Saved data entries
►

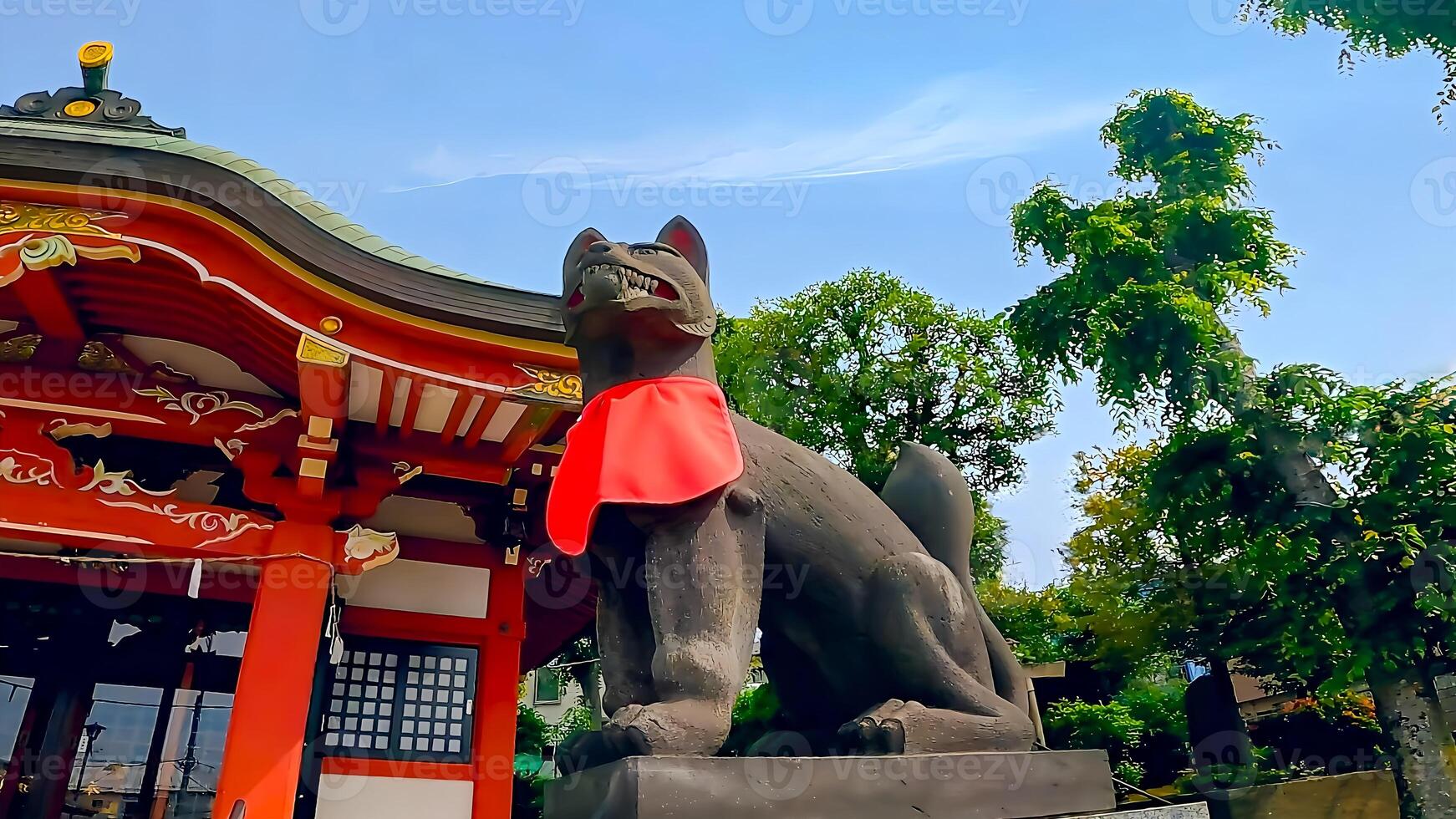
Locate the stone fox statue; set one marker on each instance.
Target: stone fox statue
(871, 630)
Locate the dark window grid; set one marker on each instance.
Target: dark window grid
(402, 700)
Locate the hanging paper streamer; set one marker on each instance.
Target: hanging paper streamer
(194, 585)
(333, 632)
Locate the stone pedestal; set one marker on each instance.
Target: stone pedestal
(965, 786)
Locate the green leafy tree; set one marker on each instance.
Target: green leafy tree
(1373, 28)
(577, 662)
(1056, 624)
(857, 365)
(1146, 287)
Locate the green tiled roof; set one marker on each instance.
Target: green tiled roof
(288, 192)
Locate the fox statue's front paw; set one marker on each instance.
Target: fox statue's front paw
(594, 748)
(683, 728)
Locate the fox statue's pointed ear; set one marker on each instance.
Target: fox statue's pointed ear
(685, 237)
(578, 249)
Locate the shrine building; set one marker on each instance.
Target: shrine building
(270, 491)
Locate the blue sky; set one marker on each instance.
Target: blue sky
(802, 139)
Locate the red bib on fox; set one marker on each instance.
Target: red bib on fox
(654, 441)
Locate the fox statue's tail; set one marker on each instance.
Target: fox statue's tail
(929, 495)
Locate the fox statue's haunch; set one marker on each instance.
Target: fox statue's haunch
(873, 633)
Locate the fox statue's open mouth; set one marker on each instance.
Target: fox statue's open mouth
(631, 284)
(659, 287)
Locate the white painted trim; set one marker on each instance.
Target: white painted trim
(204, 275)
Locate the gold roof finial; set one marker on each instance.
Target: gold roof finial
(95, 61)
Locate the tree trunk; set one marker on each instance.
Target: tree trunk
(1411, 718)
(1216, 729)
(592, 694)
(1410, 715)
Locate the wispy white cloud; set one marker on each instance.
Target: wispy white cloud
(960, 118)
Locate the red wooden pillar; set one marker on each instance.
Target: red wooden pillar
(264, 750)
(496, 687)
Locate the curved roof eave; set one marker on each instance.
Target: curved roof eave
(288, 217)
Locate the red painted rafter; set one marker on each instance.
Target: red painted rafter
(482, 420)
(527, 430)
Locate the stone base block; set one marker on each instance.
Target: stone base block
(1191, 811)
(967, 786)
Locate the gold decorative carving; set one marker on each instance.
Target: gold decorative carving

◄

■ EXERCISE ■
Could you lay out everything from the line containing "Locate the red bib" down to the end of the rows as a JSON list of strings, one string per line, with blank lines left out?

■ SOLUTION TO THIS TASK ■
[
  "Locate the red bib on fox; set one marker on each instance.",
  "Target: red bib on fox",
  "(654, 441)",
  "Locate the fox statue's tail; set one marker on each instance.",
  "Target: fox statue's tail",
  "(929, 495)",
  "Locate the fox statue's haunch; set one marker on each instance.",
  "Target: fox statue's haunch",
  "(873, 633)",
  "Locate the fox statue's open mouth; set one marker on each instance.",
  "Target: fox statue's open mouth",
  "(631, 284)",
  "(659, 287)",
  "Locate the white painted trim; set one marker on each instance.",
  "Target: white painted trim",
  "(204, 275)",
  "Locate the gold roof finial; set one marker on each instance.",
  "Target: gold roof finial",
  "(95, 61)",
  "Locate the tree trunk; set one marker on each instance.",
  "Target: tree trunk",
  "(1411, 718)",
  "(1216, 729)",
  "(592, 694)",
  "(1410, 715)",
  "Locate the wispy white cloud; set one marker on each instance.",
  "Target: wispy white cloud",
  "(960, 118)",
  "Locate the red wooden pillar; set one marker on each instance.",
  "Target: red wooden pillar",
  "(264, 750)",
  "(496, 687)",
  "Locate the curved roof eave; set one marker on each instance.",
  "Target: curved roof eave",
  "(288, 217)",
  "Locate the red painted rafter; set one marker on each instance.",
  "Target: red painted rafter",
  "(482, 420)",
  "(527, 430)",
  "Locate the stone base block; set one marker on each instance.",
  "Target: stone base block",
  "(1191, 811)",
  "(967, 786)",
  "Locate the gold decorative carving; set one marker on each instance.",
  "Target: gold decorative carving"
]